* _Consignes_:
**1.** Reformulez sous forme de liste le paragraphe du récit de croisière en voilier qui commence par « Avant, je naviguais en mer du Nord ». Conservez ses faits principaux.
**2.** Prolongez le récit de croisière en voilier à partir de l'endroit où il s'arrête.

Le propos de cette page, relate un vécu d'apparence assez ordinaire sur la côte Nord de l' Espagne, en Juillet-Août 2010.
C'est une croisière cotière en voilier, qui pourait se qualifier de "banale ballade estivale" ; un tout petit programme qui, à bien y regarder, serait un peu dans le style "Iceberg"...
Température polaire ? Ambiance glaciale ?
Non ! Rien de tout cela...
Le "style Iceberg" tient dans la particularité que la partie visible de l'iceberg ne représente que 10 % de son volume global.
Comprenons que derrière ce petit bout de vacances anodines, se sont joués discrètement plusieurs tableaux au sein de l'équipage de Ciao...
Pour moi le skipper, c'est le moment de reprendre le départ ; un nouveau départ serait le terme plus approprié...
Réapprendre la mer, le voilier, les réflexes, après une interruption de navigation de plus de 5 ans, mais surtout réapprendre à vivre différemment la totalité du "concept bateau". L'enjeu est là...
Avant...
Avant, je naviguais en mer du Nord ; j'ai traversé plusieurs fois vers l'Angleterre et ses brouillards tenaces, je me suis balladé vers la Belgique ou la Hollande, louvoyant entre les bancs de sable et les cargos, composant souvent contre une petite brise fraîche d'Est, pour avoir au moins la garantie du soleil ... Il y a eu aussi une descente en baie de Seine, jusque Rouen, pour rejoindre l'Armada de la Liberté... (joli nom !)

(Lignes de données)
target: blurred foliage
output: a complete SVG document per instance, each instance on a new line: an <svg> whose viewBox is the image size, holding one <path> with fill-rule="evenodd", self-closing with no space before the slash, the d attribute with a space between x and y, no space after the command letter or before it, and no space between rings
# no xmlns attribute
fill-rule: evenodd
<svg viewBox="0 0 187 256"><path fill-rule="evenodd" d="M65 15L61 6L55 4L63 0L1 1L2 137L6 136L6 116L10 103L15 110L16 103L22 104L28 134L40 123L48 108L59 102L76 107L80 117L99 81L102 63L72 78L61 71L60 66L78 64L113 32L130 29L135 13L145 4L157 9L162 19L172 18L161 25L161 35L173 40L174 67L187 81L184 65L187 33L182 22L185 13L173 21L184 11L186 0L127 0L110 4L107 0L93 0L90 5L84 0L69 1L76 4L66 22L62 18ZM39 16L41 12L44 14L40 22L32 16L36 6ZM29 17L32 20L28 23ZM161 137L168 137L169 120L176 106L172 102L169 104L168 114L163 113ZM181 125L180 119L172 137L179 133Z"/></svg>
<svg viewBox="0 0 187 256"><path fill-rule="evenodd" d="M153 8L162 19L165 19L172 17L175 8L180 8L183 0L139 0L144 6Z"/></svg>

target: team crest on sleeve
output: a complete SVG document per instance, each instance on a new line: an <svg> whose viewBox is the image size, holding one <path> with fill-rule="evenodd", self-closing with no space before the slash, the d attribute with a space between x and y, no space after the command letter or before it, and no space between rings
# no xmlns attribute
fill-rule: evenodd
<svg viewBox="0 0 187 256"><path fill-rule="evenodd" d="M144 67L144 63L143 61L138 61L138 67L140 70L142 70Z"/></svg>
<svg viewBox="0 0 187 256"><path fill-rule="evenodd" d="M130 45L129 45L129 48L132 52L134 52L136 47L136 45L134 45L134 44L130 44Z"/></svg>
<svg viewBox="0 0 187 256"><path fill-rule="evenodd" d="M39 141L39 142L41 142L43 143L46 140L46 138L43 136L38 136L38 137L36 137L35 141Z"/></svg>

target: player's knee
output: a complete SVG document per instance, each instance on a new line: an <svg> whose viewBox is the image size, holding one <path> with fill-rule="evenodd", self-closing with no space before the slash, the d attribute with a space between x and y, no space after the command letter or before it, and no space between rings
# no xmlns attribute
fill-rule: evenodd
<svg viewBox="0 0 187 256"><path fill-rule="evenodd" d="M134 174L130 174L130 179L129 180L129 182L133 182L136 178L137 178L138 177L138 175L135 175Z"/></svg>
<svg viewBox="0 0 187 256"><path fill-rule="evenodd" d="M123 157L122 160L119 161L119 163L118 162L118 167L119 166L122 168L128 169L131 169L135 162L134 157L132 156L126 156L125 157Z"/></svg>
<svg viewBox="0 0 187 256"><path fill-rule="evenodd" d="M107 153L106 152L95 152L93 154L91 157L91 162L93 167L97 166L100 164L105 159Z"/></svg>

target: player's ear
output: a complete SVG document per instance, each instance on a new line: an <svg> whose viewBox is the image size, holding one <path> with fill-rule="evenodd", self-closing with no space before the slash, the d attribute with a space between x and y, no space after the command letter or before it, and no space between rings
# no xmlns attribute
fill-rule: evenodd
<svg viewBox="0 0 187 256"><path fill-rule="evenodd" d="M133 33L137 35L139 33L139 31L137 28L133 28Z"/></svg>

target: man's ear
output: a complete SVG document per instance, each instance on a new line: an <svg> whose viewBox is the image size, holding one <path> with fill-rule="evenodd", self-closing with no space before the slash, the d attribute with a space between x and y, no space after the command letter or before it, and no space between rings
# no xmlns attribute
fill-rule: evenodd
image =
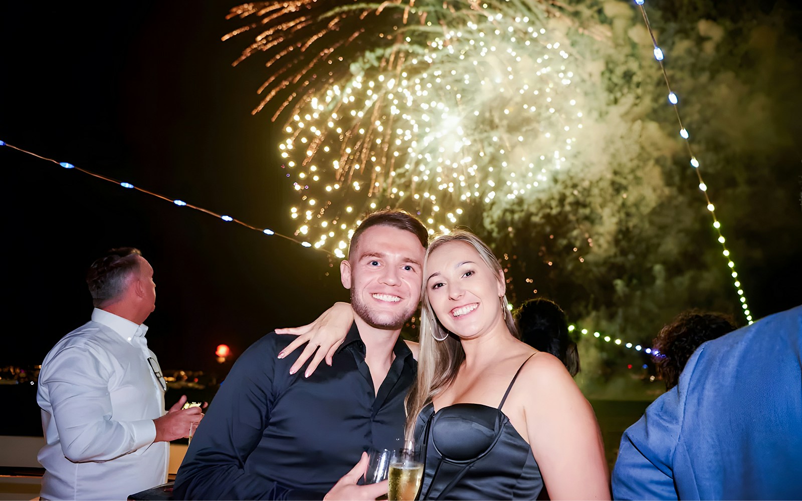
<svg viewBox="0 0 802 501"><path fill-rule="evenodd" d="M131 277L131 287L134 289L134 293L136 297L142 298L145 297L145 289L142 285L142 281L140 280L139 276L134 275Z"/></svg>
<svg viewBox="0 0 802 501"><path fill-rule="evenodd" d="M340 281L346 289L350 289L350 263L348 260L343 259L340 261Z"/></svg>

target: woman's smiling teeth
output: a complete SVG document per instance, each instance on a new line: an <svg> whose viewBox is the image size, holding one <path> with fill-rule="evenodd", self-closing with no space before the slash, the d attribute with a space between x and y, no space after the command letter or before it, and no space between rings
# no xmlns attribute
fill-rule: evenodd
<svg viewBox="0 0 802 501"><path fill-rule="evenodd" d="M455 308L454 309L452 310L452 315L455 317L462 317L463 315L466 315L471 313L476 308L479 308L479 303L473 303L472 305L468 305L465 306Z"/></svg>
<svg viewBox="0 0 802 501"><path fill-rule="evenodd" d="M401 301L401 298L398 296L391 296L390 294L372 294L374 299L378 299L379 301L386 301L390 303L396 303Z"/></svg>

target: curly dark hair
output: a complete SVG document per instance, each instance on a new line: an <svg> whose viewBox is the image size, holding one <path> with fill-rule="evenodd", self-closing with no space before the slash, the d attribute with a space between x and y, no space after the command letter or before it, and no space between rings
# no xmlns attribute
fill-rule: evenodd
<svg viewBox="0 0 802 501"><path fill-rule="evenodd" d="M679 382L679 374L699 345L738 329L732 317L725 313L691 309L677 315L660 329L654 341L652 360L657 374L666 382L666 390Z"/></svg>
<svg viewBox="0 0 802 501"><path fill-rule="evenodd" d="M568 333L565 312L557 303L541 297L530 299L512 316L518 324L521 341L559 358L572 377L579 373L577 343Z"/></svg>

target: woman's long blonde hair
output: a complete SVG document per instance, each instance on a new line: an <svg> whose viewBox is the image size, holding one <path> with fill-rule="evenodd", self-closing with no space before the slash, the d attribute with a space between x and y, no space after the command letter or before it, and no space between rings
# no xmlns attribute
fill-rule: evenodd
<svg viewBox="0 0 802 501"><path fill-rule="evenodd" d="M438 247L448 242L465 242L472 246L482 261L492 269L496 276L502 275L503 270L498 260L493 254L490 248L488 247L478 236L465 231L456 231L449 235L441 235L433 240L429 244L426 250L425 262L428 261L429 256ZM443 324L437 319L431 304L429 302L428 289L426 286L426 277L423 277L423 283L421 289L421 315L420 315L420 331L419 339L420 353L418 355L418 378L412 384L409 394L407 395L407 426L406 434L408 439L412 438L415 431L415 423L418 418L418 414L423 410L431 399L439 393L445 390L453 382L456 378L460 366L465 360L465 352L463 351L462 343L456 335L452 335L443 326ZM499 307L507 309L506 294L500 298ZM509 332L516 337L518 337L518 331L515 326L515 321L512 314L509 311L505 311L505 323ZM444 341L436 341L434 336L442 338L448 335Z"/></svg>

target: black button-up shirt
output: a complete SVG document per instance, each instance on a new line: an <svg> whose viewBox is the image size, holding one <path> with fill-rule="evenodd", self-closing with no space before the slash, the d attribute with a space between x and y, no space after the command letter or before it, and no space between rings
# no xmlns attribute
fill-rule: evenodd
<svg viewBox="0 0 802 501"><path fill-rule="evenodd" d="M417 363L399 339L379 392L356 324L331 366L290 374L293 336L270 333L234 364L192 437L175 499L322 499L363 450L403 446Z"/></svg>

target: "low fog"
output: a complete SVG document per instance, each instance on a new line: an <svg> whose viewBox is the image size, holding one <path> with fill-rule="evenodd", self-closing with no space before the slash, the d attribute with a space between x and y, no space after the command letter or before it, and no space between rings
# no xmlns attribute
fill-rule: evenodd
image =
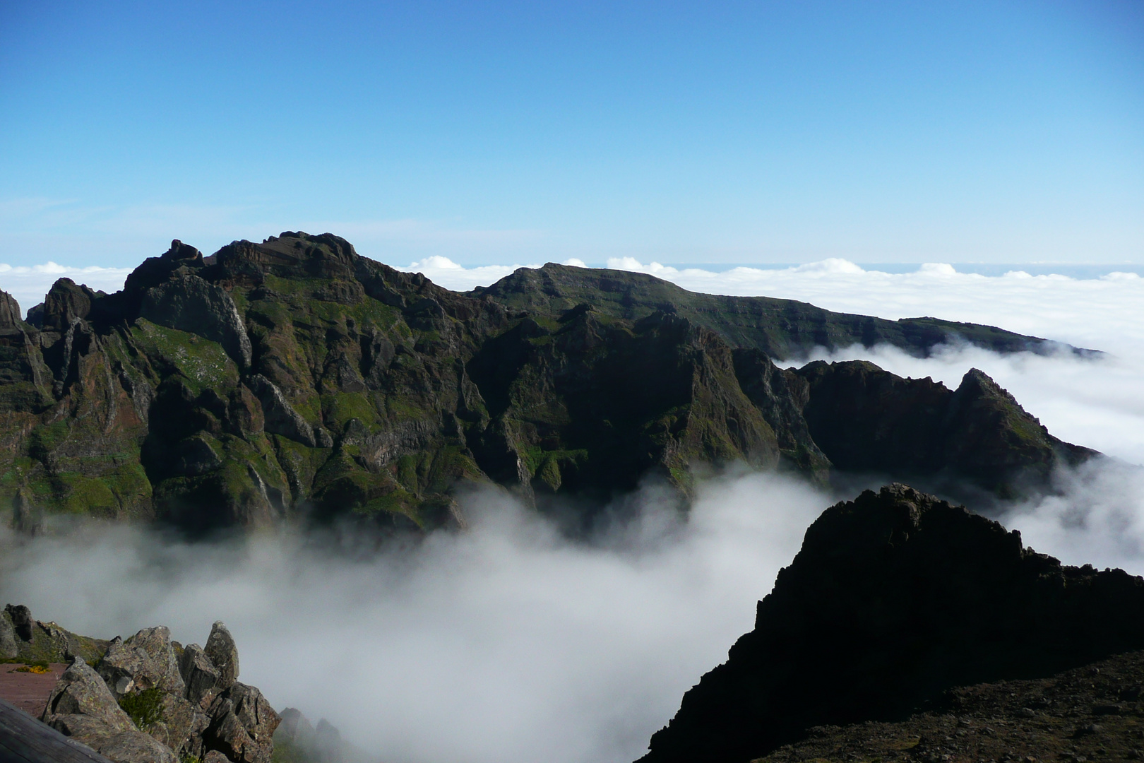
<svg viewBox="0 0 1144 763"><path fill-rule="evenodd" d="M740 273L755 291L734 293L819 294L816 303L836 310L936 315L1107 350L1087 359L947 347L919 359L850 348L810 358L866 358L950 387L982 368L1054 435L1111 456L1057 474L1054 494L1009 507L1002 522L1067 563L1144 573L1144 279L940 267L888 276L837 263L774 272ZM705 276L689 277L700 288ZM734 286L732 276L707 284ZM505 493L477 492L461 496L468 531L380 550L289 530L188 545L86 524L31 541L0 537L0 597L102 637L161 623L202 643L224 620L244 681L279 709L329 718L387 762L629 762L750 629L756 599L807 525L843 498L852 495L732 471L700 485L686 520L650 485L629 498L637 519L573 542Z"/></svg>
<svg viewBox="0 0 1144 763"><path fill-rule="evenodd" d="M386 761L631 761L754 621L829 499L774 476L707 483L678 522L572 543L503 494L469 532L363 556L296 535L182 545L88 526L13 546L2 593L85 634L222 619L241 677ZM9 539L10 540L10 539Z"/></svg>

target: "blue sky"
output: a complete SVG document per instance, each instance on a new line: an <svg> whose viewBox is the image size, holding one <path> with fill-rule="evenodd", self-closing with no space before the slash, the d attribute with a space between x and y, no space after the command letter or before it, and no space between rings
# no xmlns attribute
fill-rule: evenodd
<svg viewBox="0 0 1144 763"><path fill-rule="evenodd" d="M0 3L0 262L1144 262L1139 2Z"/></svg>

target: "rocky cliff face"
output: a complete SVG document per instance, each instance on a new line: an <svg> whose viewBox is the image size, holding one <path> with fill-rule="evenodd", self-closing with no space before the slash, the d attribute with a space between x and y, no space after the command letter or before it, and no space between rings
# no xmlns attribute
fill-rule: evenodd
<svg viewBox="0 0 1144 763"><path fill-rule="evenodd" d="M41 720L117 763L270 763L279 716L237 678L238 650L223 623L206 649L144 628L108 642L97 662L76 657Z"/></svg>
<svg viewBox="0 0 1144 763"><path fill-rule="evenodd" d="M642 763L746 763L821 724L903 718L944 690L1144 647L1144 579L1062 566L905 485L827 509L755 629Z"/></svg>
<svg viewBox="0 0 1144 763"><path fill-rule="evenodd" d="M686 492L697 464L746 461L818 479L948 474L1006 494L1091 454L979 373L950 392L771 360L953 336L1047 347L562 265L458 294L331 235L209 257L174 241L122 292L61 279L26 323L0 300L0 501L25 531L51 512L208 531L300 508L431 527L462 522L466 483L598 501L649 472Z"/></svg>

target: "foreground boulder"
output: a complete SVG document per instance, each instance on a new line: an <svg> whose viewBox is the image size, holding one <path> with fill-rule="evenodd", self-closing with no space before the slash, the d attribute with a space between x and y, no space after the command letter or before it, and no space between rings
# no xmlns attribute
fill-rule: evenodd
<svg viewBox="0 0 1144 763"><path fill-rule="evenodd" d="M76 658L42 721L119 763L269 763L278 714L237 681L238 650L225 625L214 625L207 647L182 649L164 627L117 637L98 671Z"/></svg>
<svg viewBox="0 0 1144 763"><path fill-rule="evenodd" d="M890 485L827 509L755 629L642 763L746 763L820 724L905 717L953 686L1144 647L1144 580L1063 566L1016 531Z"/></svg>
<svg viewBox="0 0 1144 763"><path fill-rule="evenodd" d="M71 662L77 657L95 665L109 642L80 636L55 622L42 622L23 605L8 604L0 612L0 658L14 662Z"/></svg>

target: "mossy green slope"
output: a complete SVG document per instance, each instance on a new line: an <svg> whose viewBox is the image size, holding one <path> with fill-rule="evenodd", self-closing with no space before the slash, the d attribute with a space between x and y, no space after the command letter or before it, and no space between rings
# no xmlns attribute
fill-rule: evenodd
<svg viewBox="0 0 1144 763"><path fill-rule="evenodd" d="M77 512L208 532L299 511L427 528L463 522L466 484L598 504L648 474L686 493L696 469L736 461L825 479L851 468L850 440L821 412L868 389L845 367L771 357L950 339L945 324L559 265L460 294L293 232L210 257L175 241L111 295L62 279L30 323L2 296L0 500L25 528ZM958 333L1002 350L1040 341ZM874 408L908 439L921 420L896 406L931 392L898 381ZM990 384L945 390L955 404L923 466L1003 493L1073 452Z"/></svg>

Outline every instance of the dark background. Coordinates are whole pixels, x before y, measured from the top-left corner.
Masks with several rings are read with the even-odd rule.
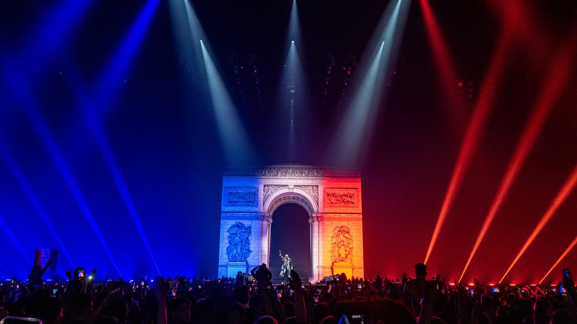
[[[387,2],[298,2],[302,38],[298,46],[307,96],[294,107],[295,139],[290,145],[288,104],[278,92],[278,80],[288,48],[291,2],[193,1],[213,59],[257,148],[254,165],[332,164],[326,157],[347,105],[334,97],[322,104],[328,55],[335,55],[337,67],[347,66],[351,56],[362,59]],[[569,2],[531,4],[542,31],[556,46],[567,38],[576,17],[575,6]],[[455,58],[460,78],[455,83],[473,82],[476,95],[501,30],[500,16],[482,1],[430,3]],[[32,35],[42,29],[42,22],[57,3],[60,2],[22,0],[0,5],[0,50],[5,63],[7,57],[20,57],[17,49],[30,44]],[[88,88],[98,83],[98,76],[145,3],[94,2],[56,55],[41,68],[25,71],[31,76],[28,85],[42,116],[118,268],[130,278],[155,274],[154,266],[86,131],[74,92],[79,83]],[[466,128],[466,123],[455,125],[440,95],[441,79],[425,28],[419,1],[413,0],[399,55],[404,63],[398,64],[376,127],[356,165],[362,175],[367,277],[399,277],[423,261]],[[197,58],[193,51],[182,52],[175,39],[168,3],[160,1],[130,67],[118,80],[108,80],[116,86],[102,122],[163,274],[215,276],[222,175],[227,165],[212,108],[207,103],[205,82],[201,74],[189,70]],[[544,56],[552,59],[547,53],[553,49],[543,48]],[[19,69],[34,66],[44,54],[40,46],[33,52],[24,58]],[[234,54],[243,64],[250,53],[257,58],[261,93],[246,90],[243,97],[228,62]],[[516,48],[508,61],[496,107],[428,263],[430,274],[440,272],[448,280],[462,270],[549,63],[534,59],[522,47]],[[6,71],[3,70],[0,134],[76,263],[61,255],[58,273],[49,272],[48,276],[62,276],[65,268],[78,266],[96,266],[99,274],[116,276],[29,118],[10,99],[6,85],[18,76]],[[574,73],[464,280],[500,278],[577,162],[576,85]],[[470,115],[475,99],[463,96],[466,115]],[[262,102],[256,104],[257,100]],[[576,203],[574,192],[508,280],[535,283],[545,274],[577,232]],[[34,248],[57,246],[3,162],[0,216],[30,258]],[[0,269],[25,276],[29,265],[6,233],[0,231]],[[286,240],[309,239],[308,231],[283,235]],[[562,268],[576,268],[576,254],[568,255],[548,280],[556,282]]]

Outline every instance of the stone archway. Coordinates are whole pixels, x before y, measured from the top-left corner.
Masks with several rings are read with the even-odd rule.
[[[309,214],[312,276],[364,276],[361,176],[298,165],[227,171],[223,176],[219,276],[269,263],[271,215],[284,204]]]

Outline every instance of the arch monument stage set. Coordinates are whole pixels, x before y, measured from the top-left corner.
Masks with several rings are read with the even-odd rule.
[[[310,281],[343,272],[364,277],[361,193],[357,169],[282,165],[226,171],[219,277],[270,264],[271,225],[275,210],[285,204],[300,205],[309,213]]]

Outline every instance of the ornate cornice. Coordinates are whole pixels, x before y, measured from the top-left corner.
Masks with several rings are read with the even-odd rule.
[[[358,169],[299,165],[271,165],[261,168],[239,168],[225,170],[224,176],[295,178],[361,178]]]

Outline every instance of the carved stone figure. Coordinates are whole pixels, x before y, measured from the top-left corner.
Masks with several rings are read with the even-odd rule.
[[[295,186],[299,188],[302,188],[310,194],[314,198],[314,201],[319,205],[319,186]]]
[[[263,187],[263,204],[264,204],[264,202],[266,201],[267,198],[268,196],[272,194],[272,193],[276,191],[280,188],[283,187],[287,187],[286,184],[265,184]]]
[[[253,190],[231,190],[226,195],[227,202],[254,202]]]
[[[337,226],[331,238],[331,259],[336,262],[353,262],[353,236],[346,226]]]
[[[228,232],[228,247],[226,248],[226,253],[228,255],[230,262],[246,262],[252,252],[250,250],[250,225],[245,226],[245,224],[237,221],[227,231]]]
[[[327,202],[331,205],[354,205],[355,193],[350,191],[327,192]]]

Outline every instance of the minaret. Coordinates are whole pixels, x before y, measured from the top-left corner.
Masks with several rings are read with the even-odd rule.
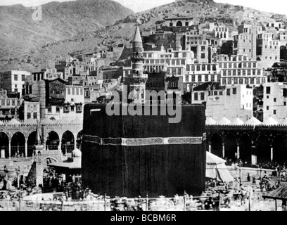
[[[34,151],[34,163],[35,163],[35,175],[36,175],[36,186],[43,185],[43,165],[42,165],[42,151],[44,146],[42,144],[39,130],[39,124],[37,125],[35,148]]]
[[[144,48],[139,27],[136,27],[132,42],[132,72],[127,76],[129,99],[134,103],[145,103],[146,82],[148,75],[144,74]]]

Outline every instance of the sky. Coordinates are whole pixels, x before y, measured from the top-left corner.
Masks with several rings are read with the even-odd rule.
[[[56,0],[56,1],[68,1],[71,0]],[[134,12],[148,10],[160,5],[167,4],[174,0],[114,0],[124,6],[131,8]],[[32,6],[44,4],[53,0],[0,0],[0,6],[23,4],[25,6]],[[286,0],[215,0],[219,3],[227,3],[239,5],[257,10],[287,15]]]

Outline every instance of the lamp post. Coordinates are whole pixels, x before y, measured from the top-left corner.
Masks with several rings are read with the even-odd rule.
[[[20,187],[20,167],[16,169],[16,174],[17,174],[17,188]]]
[[[239,186],[241,186],[241,160],[238,160],[239,165]]]

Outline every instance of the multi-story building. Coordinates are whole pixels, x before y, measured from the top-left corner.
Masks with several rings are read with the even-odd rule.
[[[18,110],[23,100],[15,96],[16,94],[7,94],[7,91],[0,89],[0,118],[18,118]]]
[[[32,73],[32,79],[34,81],[39,81],[44,79],[63,79],[63,72],[57,72],[56,68],[42,69],[40,72]]]
[[[243,122],[253,115],[253,93],[247,85],[227,85],[225,89],[210,90],[206,103],[206,117],[219,121],[225,117],[232,121],[238,117]]]
[[[222,40],[227,40],[229,38],[229,29],[225,25],[219,25],[215,28],[215,36]]]
[[[264,86],[264,121],[270,117],[278,122],[287,117],[287,83],[267,83]]]
[[[260,67],[267,69],[280,61],[280,41],[274,34],[264,32],[257,35],[257,58]]]
[[[187,64],[186,70],[184,90],[187,92],[203,83],[220,81],[220,70],[216,63]]]
[[[42,79],[42,77],[37,74],[27,81],[27,98],[30,101],[39,103],[41,119],[82,118],[84,87],[67,84],[66,81],[60,78]]]
[[[220,86],[219,82],[206,82],[196,86],[191,93],[191,104],[204,104],[206,105],[208,97],[211,91],[216,90],[215,95],[222,96],[225,87]]]
[[[31,73],[27,71],[9,70],[0,72],[0,89],[7,92],[19,93],[20,98],[25,94],[25,83],[27,77]]]
[[[202,30],[191,30],[185,33],[186,49],[194,53],[198,63],[208,63],[208,41]]]
[[[165,17],[165,20],[161,29],[164,31],[185,32],[191,29],[196,25],[196,22],[191,17]]]
[[[274,34],[251,25],[240,25],[238,31],[234,36],[234,55],[246,55],[265,69],[280,60],[280,41],[275,39]]]
[[[280,45],[286,45],[287,44],[287,31],[280,31],[279,34]]]
[[[194,62],[194,53],[190,50],[179,51],[167,49],[163,46],[161,51],[144,51],[144,70],[148,72],[166,71],[167,75],[182,76],[186,73],[187,64]]]
[[[27,120],[40,121],[40,103],[24,101],[19,110],[19,119],[24,121]]]
[[[281,22],[268,22],[266,24],[267,27],[274,27],[276,30],[279,30],[279,29],[283,28]]]
[[[262,32],[260,26],[242,25],[238,27],[238,34],[234,36],[234,55],[247,55],[250,60],[256,60],[256,39]]]
[[[255,60],[250,60],[248,56],[231,56],[229,60],[219,60],[221,70],[220,82],[227,84],[264,84],[267,77],[264,70],[258,67]]]

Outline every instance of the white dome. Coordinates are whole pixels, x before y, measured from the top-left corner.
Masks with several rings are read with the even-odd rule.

* _Corrigé attendu_:
**1.**
- Navigation autrefois en mer du Nord.
- Plusieurs traversées vers l'Angleterre et ses brouillards tenaces.
- Balades vers la Belgique ou la Hollande, entre les bancs de sable et les cargos, souvent contre une petite brise fraîche d'Est qui garantissait le soleil.
- Une descente en baie de Seine jusqu'à Rouen pour rejoindre l'Armada de la Liberté.

**2.**
Vers les années 2000, changement de bassin de navigation : la méditerranée ! La côte d'Azur... Le remuant golfe de gênes, la Corse... Des conditions différentes, et plus agréables, le soleil, la chaleur, les fonds transparents, les bains de mer depuis le bateau...
Je naviguais, en famille esquivant soigneusement les trop mauvais coups, rassurant au mieux les angoisses de ma compagne, cherchant à créer un climat de vacances dignes d'un tour-opérator, mais qui devenaient en fait de plus en plus stériles...
Petit à petit, sans m'en rendre vraiment compte, j'intégrais un mode de fonctionnement réducteur.
Je ne vivais que très partiellement mon plaisir de la naviguation ; je gardais en filigranne la conscience qu'il n'y ait surtout pas de dérangement, pas d'inconfort, pas de risque pour l'autre, pour les enfants...
C'est compréhensible et c'est en même temps un cahier des charges difficile à tenir en voilier...en mer...
Petit à petit, je me suis fabriqué une croyance logique, que le bateau était quelquechose d'essentiellement masculin, et qu'il ne plaisait pas aux femmes. Au mieux, pouvaient-elles le supporter, passagèrement, provisoirement, pour donner le change d'on ne sait vraiment quel sacrifice dans l'autre sens....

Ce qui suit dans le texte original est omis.